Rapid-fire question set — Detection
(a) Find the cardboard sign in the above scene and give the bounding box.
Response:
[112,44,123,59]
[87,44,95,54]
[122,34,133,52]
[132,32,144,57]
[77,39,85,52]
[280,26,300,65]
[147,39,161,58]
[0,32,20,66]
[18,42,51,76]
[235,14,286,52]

────────────────────

INDICACIÓN: Edita el listado para reemplazar "cardboard sign" por "protest sign", y deja todo lo demás sin cambios.

RESPUESTA DEL EJERCICIO:
Rapid-fire question set — Detection
(a) Find the protest sign in the above scene and give the bounding box.
Response:
[112,44,123,59]
[87,44,95,54]
[122,34,133,52]
[132,32,144,57]
[77,39,85,52]
[280,26,300,65]
[147,39,161,58]
[0,32,20,66]
[18,42,51,76]
[235,14,286,52]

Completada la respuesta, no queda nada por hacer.